Re: [PATCH 01/10] vhost-user-blk: reconnect on any error during realize

2021-11-29 Thread Raphael Norwitz
As mst said, not for 6.2.

On Thu, Nov 11, 2021 at 06:33:45PM +0300, Roman Kagan wrote:
> vhost-user-blk realize only attempts to reconnect if the previous
> connection attempt failed on "a problem with the connection and not an
> error related to the content (which would fail again the same way in the
> next attempt)".
> 
> However this distinction is very subtle, and may be inadvertently broken
> if the code changes somewhere deep down the stack and a new error gets
> propagated up to here.
> 
> OTOH now that the number of reconnection attempts is limited it seems
> harmless to try reconnecting on any error.
> 
> So relax the condition of whether to retry connecting to check for any
> error.
> 
> This patch amends a527e312b5 "vhost-user-blk: Implement reconnection
> during realize".
> 
> Signed-off-by: Roman Kagan 

Reviewed-by: Raphael Norwitz 

> ---
>  hw/block/vhost-user-blk.c | 2 +-
>  1 file changed, 1 insertion(+), 1 deletion(-)
-*-
TASKS FOR THIS EXERCISE.
a - In the patch email, shorten the paragraph beginning "However this distinction is very subtle" while keeping its main facts.
b - Reproduce the passage of the patch email starting at "Re: [PATCH 01/10]" and ending at "up to here.".

DATASET EXTRACT.
-*-
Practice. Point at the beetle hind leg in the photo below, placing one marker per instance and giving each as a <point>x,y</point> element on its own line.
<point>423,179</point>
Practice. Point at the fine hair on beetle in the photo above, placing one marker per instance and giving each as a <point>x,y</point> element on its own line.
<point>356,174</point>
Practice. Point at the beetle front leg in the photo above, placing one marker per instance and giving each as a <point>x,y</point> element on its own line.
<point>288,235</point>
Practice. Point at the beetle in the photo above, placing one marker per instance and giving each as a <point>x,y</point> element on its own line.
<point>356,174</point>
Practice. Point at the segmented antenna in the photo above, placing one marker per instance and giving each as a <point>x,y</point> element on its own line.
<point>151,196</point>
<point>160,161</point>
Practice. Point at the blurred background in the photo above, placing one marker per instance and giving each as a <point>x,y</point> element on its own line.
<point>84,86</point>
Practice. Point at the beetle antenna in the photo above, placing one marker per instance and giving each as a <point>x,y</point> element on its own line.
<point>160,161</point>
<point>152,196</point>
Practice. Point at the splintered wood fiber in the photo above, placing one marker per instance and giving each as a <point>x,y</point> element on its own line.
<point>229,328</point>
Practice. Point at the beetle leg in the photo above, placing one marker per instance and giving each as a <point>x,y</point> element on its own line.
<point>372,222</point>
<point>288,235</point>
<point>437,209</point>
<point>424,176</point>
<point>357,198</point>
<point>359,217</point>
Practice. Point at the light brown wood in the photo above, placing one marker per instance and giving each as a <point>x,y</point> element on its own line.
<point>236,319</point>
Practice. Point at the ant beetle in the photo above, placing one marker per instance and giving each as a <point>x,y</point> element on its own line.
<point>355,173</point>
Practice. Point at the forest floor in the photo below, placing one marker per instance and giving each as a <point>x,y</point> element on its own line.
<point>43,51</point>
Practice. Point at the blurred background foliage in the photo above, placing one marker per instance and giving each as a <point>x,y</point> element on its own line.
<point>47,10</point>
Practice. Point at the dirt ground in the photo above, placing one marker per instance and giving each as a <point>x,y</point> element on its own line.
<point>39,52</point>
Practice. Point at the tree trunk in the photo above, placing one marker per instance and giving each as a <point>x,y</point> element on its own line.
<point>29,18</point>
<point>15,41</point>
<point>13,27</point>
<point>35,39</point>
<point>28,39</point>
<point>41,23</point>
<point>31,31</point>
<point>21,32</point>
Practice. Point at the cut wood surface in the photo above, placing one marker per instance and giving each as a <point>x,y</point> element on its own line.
-*-
CORRECT ANSWERS.
a - This distinction is subtle and could be broken by accident if code deep in the stack changes and a new error is passed up to this point.

b -
Re: [PATCH 01/10] vhost-user-blk: reconnect on any error during realize

2021-11-29 Thread Raphael Norwitz
As mst said, not for 6.2.

On Thu, Nov 11, 2021 at 06:33:45PM +0300, Roman Kagan wrote:
> vhost-user-blk realize only attempts to reconnect if the previous
> connection attempt failed on "a problem with the connection and not an
> error related to the content (which would fail again the same way in the
> next attempt)".
> 
> However this distinction is very subtle, and may be inadvertently broken
> if the code changes somewhere deep down the stack and a new error gets
> propagated up to here.